## start DATASET ENTRIES

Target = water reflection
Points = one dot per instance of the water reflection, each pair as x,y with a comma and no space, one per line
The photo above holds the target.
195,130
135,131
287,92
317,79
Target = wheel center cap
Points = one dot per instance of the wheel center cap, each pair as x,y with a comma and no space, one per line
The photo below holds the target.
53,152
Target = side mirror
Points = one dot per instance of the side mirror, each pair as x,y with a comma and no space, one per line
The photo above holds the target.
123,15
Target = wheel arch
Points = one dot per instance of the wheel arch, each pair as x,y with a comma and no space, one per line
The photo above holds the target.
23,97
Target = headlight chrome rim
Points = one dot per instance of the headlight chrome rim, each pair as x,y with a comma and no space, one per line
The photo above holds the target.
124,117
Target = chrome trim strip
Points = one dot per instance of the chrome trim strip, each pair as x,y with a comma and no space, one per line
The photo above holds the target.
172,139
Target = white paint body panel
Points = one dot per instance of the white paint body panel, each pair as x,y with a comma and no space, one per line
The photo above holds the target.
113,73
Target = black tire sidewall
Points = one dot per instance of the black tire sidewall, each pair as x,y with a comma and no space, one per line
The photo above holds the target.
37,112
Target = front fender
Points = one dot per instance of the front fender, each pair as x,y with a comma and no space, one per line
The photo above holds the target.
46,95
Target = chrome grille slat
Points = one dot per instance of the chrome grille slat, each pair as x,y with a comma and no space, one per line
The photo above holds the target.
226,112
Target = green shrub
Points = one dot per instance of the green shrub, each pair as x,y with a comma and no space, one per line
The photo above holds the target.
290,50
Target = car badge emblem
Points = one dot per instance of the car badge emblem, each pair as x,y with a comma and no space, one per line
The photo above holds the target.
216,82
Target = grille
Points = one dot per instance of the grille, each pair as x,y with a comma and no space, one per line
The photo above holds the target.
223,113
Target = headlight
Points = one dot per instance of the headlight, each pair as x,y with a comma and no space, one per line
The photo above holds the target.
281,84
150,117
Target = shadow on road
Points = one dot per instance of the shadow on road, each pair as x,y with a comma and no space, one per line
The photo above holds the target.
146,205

## end DATASET ENTRIES

## SHORT PROBLEM
Arrange every line of the material above as a Markdown table with the columns "Row" and "Entry", numbering the rows in order and omitting blank lines.

## RESULT
| Row | Entry |
|---|---|
| 1 | Target = water reflection |
| 2 | Points = one dot per instance of the water reflection, each pair as x,y with a comma and no space, one per line |
| 3 | The photo above holds the target. |
| 4 | 195,130 |
| 5 | 135,131 |
| 6 | 287,92 |
| 7 | 317,79 |
| 8 | Target = wheel center cap |
| 9 | Points = one dot per instance of the wheel center cap, each pair as x,y with a comma and no space, one per line |
| 10 | The photo below holds the target. |
| 11 | 53,152 |
| 12 | Target = side mirror |
| 13 | Points = one dot per instance of the side mirror, each pair as x,y with a comma and no space, one per line |
| 14 | The photo above holds the target. |
| 15 | 123,15 |
| 16 | Target = wheel arch |
| 17 | Points = one dot per instance of the wheel arch, each pair as x,y with a comma and no space, one per line |
| 18 | The photo above holds the target. |
| 19 | 23,97 |
| 20 | Target = headlight chrome rim |
| 21 | Points = one dot per instance of the headlight chrome rim, each pair as x,y with a comma and no space, one per line |
| 22 | The photo above holds the target. |
| 23 | 124,117 |
| 24 | Target = chrome trim strip |
| 25 | Points = one dot per instance of the chrome trim strip, each pair as x,y with a comma and no space, one per line |
| 26 | The photo above holds the target. |
| 27 | 172,139 |
| 28 | Target = white paint body panel |
| 29 | Points = one dot per instance of the white paint body panel, each pair as x,y with a comma and no space, one per line |
| 30 | The photo above holds the target. |
| 31 | 113,73 |
| 32 | Target = black tire sidewall |
| 33 | Points = one dot per instance of the black tire sidewall, each pair as x,y with a comma and no space, one per line |
| 34 | The photo above holds the target. |
| 35 | 37,112 |
| 36 | Target = front fender |
| 37 | Points = one dot per instance of the front fender, each pair as x,y with a comma and no space, one per line |
| 38 | The photo above holds the target. |
| 39 | 46,95 |
| 40 | Target = chrome grille slat |
| 41 | Points = one dot per instance of the chrome grille slat, each pair as x,y with a comma and no space, one per line |
| 42 | The photo above holds the target. |
| 43 | 226,112 |
| 44 | Target = green shrub |
| 45 | Points = one dot per instance of the green shrub, each pair as x,y with a comma and no space, one per line |
| 46 | The photo above holds the target. |
| 47 | 290,50 |
| 48 | Target = car badge emblem |
| 49 | Points = one dot per instance of the car badge emblem, each pair as x,y with a comma and no space, one per line |
| 50 | The photo above holds the target. |
| 51 | 216,82 |
| 52 | Target = grille |
| 53 | Points = one dot per instance of the grille, each pair as x,y with a comma and no space, one per line |
| 54 | The photo above holds the target. |
| 55 | 223,113 |
| 56 | Target = headlight |
| 57 | Points = one dot per instance of the headlight, each pair as x,y with a comma and no space, one per line |
| 58 | The photo above holds the target. |
| 59 | 281,84 |
| 60 | 150,117 |
| 61 | Target = shadow on road |
| 62 | Points = one dot per instance of the shadow on road, each pair as x,y with a comma and no space, one per line |
| 63 | The photo above holds the target. |
| 64 | 146,205 |